**Short exercise 1**
In the text on the intelligence crisis, which country did Lantos say is historically neutral and has no army?

**Source excerpt**

┌────────

The term "
Intelligence Crisis" says it all really, doesn't it? Not just the "mistakes" about WMDs, or the failure to stop 9/11, or the failure to catch Bin Laden, or to understand the resistance in Iraq and Afghanistan, but the whole sorry show for the past eight years. And not just from our leaders, either... Know what I'm talking about?
This individual's conflict of belief versus reality seems typical of the US public as a whole:
"When we invaded... I thought the U.S. presence was preventing a full-scale meltdown," Rossmiller writes. "I knew our presence had created many of the problems that existed, but I thought coalition troops were the dam preventing a flood of sectarian violence and terrorist encampment. [My experiences] furthered my realization that the U.S. occupation was, long-term, actually making the country less stable. We were arming multiple sides of an incipient civil war, playing whack-a-mole with insurgents, and destroying our moral standing and strategic interests in a vital region. The idea that the most politically and militarily powerful nation in the world could be doing more harm than good was difficult to swallow, but it was something I had to consider."
Of course, it all started with the "faith-based Presidency" of George W. Bush:
''I don't know why you're talking about Sweden,'' Bush said. ''They're the neutral one. They don't have an army.''
Lantos paused, a little shocked, and offered a gentlemanly reply: ''Mr. President, you may have thought that I said Switzerland. They're the ones that are historically neutral, without an army.'' Then Lantos mentioned, in a gracious aside, that the Swiss do have a tough national guard to protect the country in the event of invasion.

└────────

**Data shown**
┌────────

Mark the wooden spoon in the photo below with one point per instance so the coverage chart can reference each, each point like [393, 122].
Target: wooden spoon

└────────
┌────────

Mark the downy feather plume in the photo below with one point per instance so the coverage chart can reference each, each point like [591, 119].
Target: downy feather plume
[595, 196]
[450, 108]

└────────
┌────────

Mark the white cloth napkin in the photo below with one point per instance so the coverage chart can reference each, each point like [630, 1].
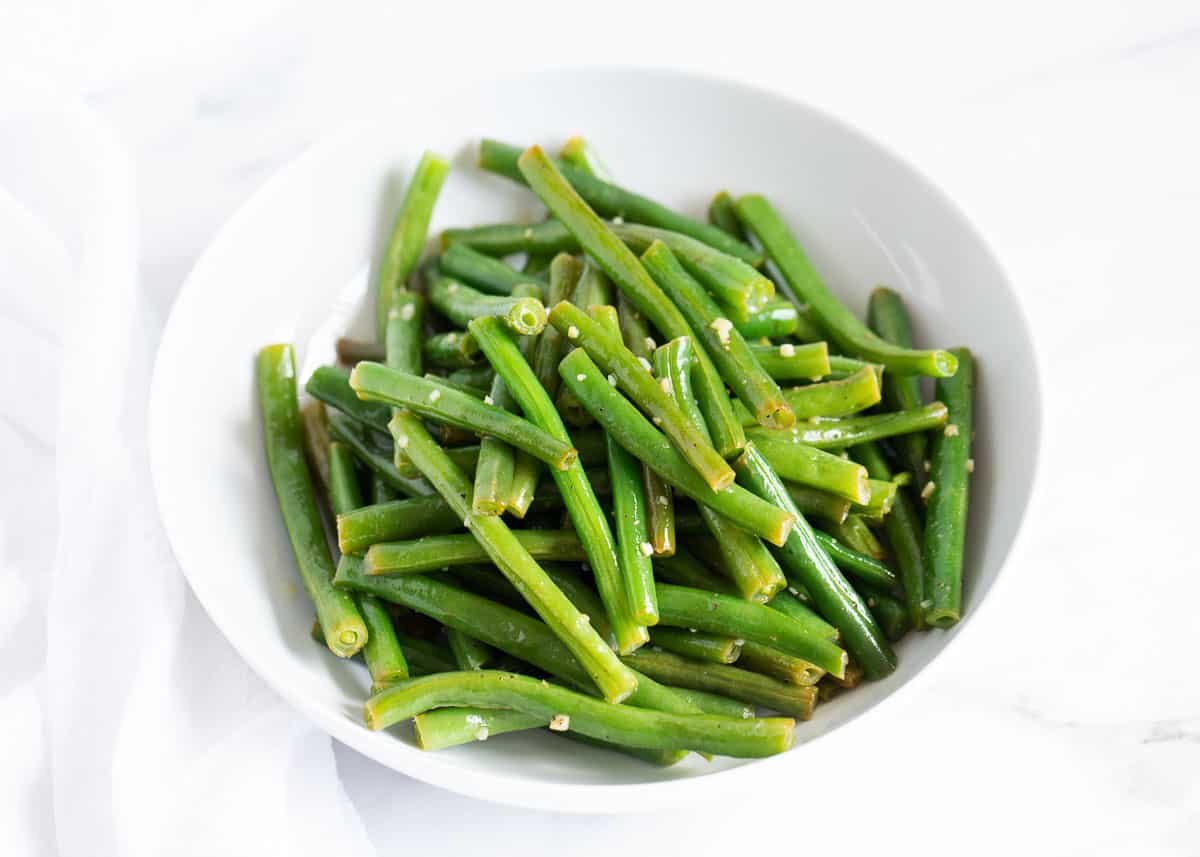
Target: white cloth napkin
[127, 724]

└────────

**Short exercise 2**
Return the lines of the records from the one containing "Mark the wooden" through the one containing "Target: wooden spoon", inclusive, without any change.

**Reply 1**
Switzerland

**Reply 2**
Mark the wooden spoon in the photo below with one point per instance so the coverage chart can reference each, each point like [393, 122].
Target: wooden spoon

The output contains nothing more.